## [DO THIS]
Set out the records below as a Markdown table with the columns Number and Text, one row per line and no rows for blank lines. Include only the part that opens with the line containing "body in the photo above." and closes with the line containing "x=265, y=97", both of those lines included.

## [RAW RECORDS]

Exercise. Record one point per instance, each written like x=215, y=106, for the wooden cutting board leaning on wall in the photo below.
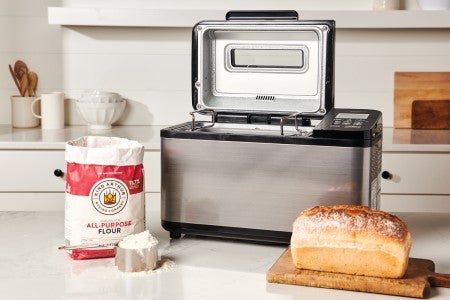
x=412, y=87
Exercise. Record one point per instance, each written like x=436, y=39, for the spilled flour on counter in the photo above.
x=138, y=241
x=163, y=265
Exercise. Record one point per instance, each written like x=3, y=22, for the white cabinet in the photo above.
x=33, y=170
x=417, y=172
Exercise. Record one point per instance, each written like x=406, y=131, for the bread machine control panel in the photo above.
x=350, y=123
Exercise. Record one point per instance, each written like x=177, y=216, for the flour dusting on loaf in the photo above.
x=352, y=240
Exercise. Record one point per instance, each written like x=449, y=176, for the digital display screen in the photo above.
x=351, y=116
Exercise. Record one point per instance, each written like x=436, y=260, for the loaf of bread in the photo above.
x=352, y=240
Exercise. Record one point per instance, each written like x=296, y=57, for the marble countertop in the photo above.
x=35, y=138
x=31, y=266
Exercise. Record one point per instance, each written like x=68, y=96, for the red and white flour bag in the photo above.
x=105, y=197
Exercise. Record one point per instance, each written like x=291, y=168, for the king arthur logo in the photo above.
x=109, y=196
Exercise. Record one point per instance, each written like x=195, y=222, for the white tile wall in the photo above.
x=151, y=66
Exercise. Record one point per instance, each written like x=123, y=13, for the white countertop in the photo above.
x=37, y=138
x=407, y=140
x=31, y=267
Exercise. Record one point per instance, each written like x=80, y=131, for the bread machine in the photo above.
x=265, y=141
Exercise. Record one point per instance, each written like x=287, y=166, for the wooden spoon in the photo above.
x=20, y=68
x=32, y=84
x=14, y=77
x=23, y=85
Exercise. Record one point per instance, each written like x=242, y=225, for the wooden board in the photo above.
x=416, y=282
x=434, y=114
x=411, y=86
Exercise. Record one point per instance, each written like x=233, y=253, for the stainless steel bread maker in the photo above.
x=265, y=141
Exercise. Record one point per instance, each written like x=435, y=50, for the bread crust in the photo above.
x=352, y=240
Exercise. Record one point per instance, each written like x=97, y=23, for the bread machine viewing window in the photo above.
x=265, y=58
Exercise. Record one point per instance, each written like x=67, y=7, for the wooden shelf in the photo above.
x=137, y=17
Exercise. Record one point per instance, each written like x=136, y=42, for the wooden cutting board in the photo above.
x=434, y=114
x=416, y=283
x=412, y=86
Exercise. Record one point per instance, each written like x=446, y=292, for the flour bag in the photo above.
x=105, y=197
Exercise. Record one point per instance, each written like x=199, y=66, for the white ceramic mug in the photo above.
x=21, y=116
x=52, y=110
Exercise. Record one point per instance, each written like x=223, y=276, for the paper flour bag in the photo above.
x=105, y=197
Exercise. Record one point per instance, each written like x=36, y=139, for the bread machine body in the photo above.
x=273, y=144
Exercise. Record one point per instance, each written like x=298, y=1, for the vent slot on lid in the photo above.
x=265, y=97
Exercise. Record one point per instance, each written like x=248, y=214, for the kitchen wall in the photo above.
x=151, y=66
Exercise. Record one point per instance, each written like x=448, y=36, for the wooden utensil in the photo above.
x=416, y=282
x=20, y=68
x=14, y=77
x=32, y=83
x=24, y=85
x=411, y=86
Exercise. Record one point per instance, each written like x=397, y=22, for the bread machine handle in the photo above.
x=262, y=15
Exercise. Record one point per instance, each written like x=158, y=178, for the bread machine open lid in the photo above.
x=263, y=62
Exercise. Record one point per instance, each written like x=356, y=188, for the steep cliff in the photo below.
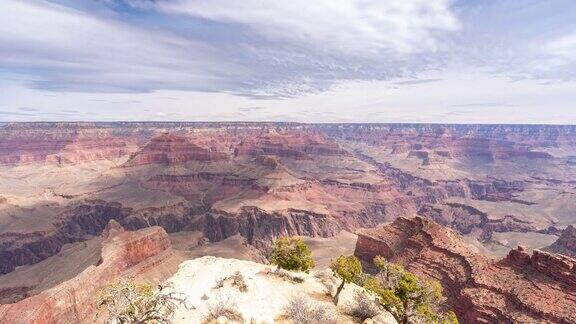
x=518, y=289
x=566, y=243
x=143, y=254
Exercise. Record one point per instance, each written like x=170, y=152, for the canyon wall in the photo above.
x=145, y=254
x=521, y=288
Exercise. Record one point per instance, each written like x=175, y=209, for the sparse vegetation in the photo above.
x=129, y=302
x=302, y=310
x=236, y=280
x=364, y=306
x=286, y=275
x=291, y=253
x=406, y=297
x=223, y=307
x=239, y=282
x=346, y=268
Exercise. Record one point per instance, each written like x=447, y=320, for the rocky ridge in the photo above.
x=518, y=289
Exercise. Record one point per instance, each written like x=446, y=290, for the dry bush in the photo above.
x=130, y=302
x=219, y=283
x=239, y=282
x=223, y=307
x=363, y=306
x=285, y=275
x=302, y=310
x=236, y=280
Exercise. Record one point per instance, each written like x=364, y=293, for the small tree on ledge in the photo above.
x=346, y=268
x=291, y=253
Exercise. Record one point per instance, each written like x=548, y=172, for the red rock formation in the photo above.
x=296, y=145
x=566, y=243
x=145, y=253
x=87, y=218
x=521, y=288
x=170, y=149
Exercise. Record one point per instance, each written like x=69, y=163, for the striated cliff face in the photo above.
x=145, y=253
x=88, y=218
x=170, y=149
x=62, y=182
x=518, y=289
x=566, y=243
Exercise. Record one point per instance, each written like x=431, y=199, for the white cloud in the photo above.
x=563, y=48
x=358, y=27
x=62, y=47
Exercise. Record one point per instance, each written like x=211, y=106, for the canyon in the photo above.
x=520, y=288
x=495, y=187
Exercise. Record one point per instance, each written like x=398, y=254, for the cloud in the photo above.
x=417, y=81
x=63, y=48
x=562, y=48
x=361, y=28
x=251, y=109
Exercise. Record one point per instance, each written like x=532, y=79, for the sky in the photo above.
x=434, y=61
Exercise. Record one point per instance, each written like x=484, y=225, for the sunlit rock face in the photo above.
x=146, y=253
x=61, y=183
x=522, y=287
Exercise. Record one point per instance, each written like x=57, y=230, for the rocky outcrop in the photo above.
x=566, y=243
x=170, y=149
x=73, y=225
x=518, y=289
x=261, y=228
x=196, y=279
x=293, y=144
x=124, y=254
x=469, y=220
x=556, y=266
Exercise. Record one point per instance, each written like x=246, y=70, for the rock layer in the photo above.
x=518, y=289
x=124, y=254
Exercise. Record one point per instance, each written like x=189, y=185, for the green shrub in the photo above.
x=291, y=253
x=346, y=268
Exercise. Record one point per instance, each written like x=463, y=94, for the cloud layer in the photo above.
x=59, y=56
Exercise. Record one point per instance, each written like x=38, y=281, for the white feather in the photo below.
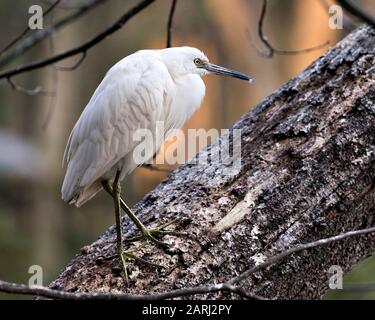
x=141, y=89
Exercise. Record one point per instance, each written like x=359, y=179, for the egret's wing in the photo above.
x=132, y=95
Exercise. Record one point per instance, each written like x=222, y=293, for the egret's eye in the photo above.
x=198, y=62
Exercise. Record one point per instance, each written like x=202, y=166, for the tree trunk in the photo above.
x=307, y=172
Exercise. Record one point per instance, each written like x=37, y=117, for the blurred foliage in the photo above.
x=36, y=227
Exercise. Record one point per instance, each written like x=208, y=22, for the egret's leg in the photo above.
x=146, y=233
x=116, y=188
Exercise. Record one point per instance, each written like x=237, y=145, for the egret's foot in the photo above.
x=152, y=233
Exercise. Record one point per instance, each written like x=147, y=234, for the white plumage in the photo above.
x=139, y=91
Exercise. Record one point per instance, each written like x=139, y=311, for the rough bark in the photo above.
x=308, y=155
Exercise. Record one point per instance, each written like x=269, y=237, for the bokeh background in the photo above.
x=36, y=227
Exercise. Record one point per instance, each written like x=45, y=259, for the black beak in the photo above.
x=227, y=72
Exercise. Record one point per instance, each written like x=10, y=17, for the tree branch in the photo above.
x=83, y=47
x=271, y=51
x=27, y=29
x=170, y=23
x=40, y=35
x=228, y=286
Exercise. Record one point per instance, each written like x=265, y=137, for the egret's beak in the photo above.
x=227, y=72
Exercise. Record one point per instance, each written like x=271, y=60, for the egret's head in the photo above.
x=188, y=60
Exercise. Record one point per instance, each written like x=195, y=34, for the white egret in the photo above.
x=138, y=91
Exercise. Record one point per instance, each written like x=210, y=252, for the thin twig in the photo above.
x=30, y=92
x=45, y=292
x=27, y=29
x=228, y=286
x=81, y=48
x=55, y=80
x=298, y=248
x=170, y=23
x=40, y=35
x=75, y=66
x=271, y=51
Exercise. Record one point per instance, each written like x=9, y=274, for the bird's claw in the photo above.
x=159, y=231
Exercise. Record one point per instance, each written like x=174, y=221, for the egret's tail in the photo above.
x=73, y=193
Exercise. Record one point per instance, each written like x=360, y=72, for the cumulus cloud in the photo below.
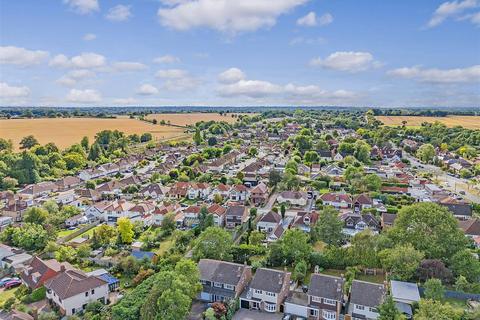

## [WRITTEN SOLUTION]
| Number | Text |
|---|---|
| 1 | Exercise. Record one point per instance, each written like x=36, y=139, for the bread machine body in the photo above. |
| 2 | x=273, y=144 |
| 3 | Exercise. Record one point per instance, each written like x=298, y=1, for the vent slot on lid in the photo above. |
| 4 | x=265, y=97 |